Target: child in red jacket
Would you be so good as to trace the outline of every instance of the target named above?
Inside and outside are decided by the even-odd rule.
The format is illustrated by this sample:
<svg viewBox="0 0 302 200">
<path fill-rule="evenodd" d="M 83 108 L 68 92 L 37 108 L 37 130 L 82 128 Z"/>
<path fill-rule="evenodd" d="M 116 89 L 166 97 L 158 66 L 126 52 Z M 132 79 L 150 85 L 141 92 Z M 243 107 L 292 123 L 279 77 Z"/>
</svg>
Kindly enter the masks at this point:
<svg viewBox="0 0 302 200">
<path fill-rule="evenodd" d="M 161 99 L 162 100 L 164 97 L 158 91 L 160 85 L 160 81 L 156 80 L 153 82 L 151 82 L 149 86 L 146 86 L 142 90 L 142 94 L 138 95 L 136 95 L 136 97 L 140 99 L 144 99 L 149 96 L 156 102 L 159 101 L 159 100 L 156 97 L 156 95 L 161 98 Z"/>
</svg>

== == ==

Yukarıdaki verilerin tamamını satır satır, hiçbir değişiklik yapmadan aynen kopyalayın.

▶ _Alıştırma Çıktısı_
Target: child in red jacket
Would you be so good as to trace the outline of every instance of the target named above?
Inside and outside are decided by the even-odd rule.
The format is illustrated by this sample:
<svg viewBox="0 0 302 200">
<path fill-rule="evenodd" d="M 83 108 L 68 92 L 37 108 L 37 130 L 82 128 Z"/>
<path fill-rule="evenodd" d="M 116 89 L 166 97 L 158 66 L 126 52 Z M 132 79 L 150 85 L 141 92 Z M 243 107 L 292 123 L 279 77 Z"/>
</svg>
Kindly enter the masks at this point:
<svg viewBox="0 0 302 200">
<path fill-rule="evenodd" d="M 161 99 L 162 100 L 164 97 L 158 91 L 160 85 L 160 81 L 156 80 L 153 82 L 151 82 L 149 86 L 146 86 L 142 90 L 142 94 L 138 95 L 136 95 L 136 97 L 140 99 L 144 99 L 149 96 L 156 102 L 159 101 L 159 100 L 156 97 L 156 95 L 161 98 Z"/>
</svg>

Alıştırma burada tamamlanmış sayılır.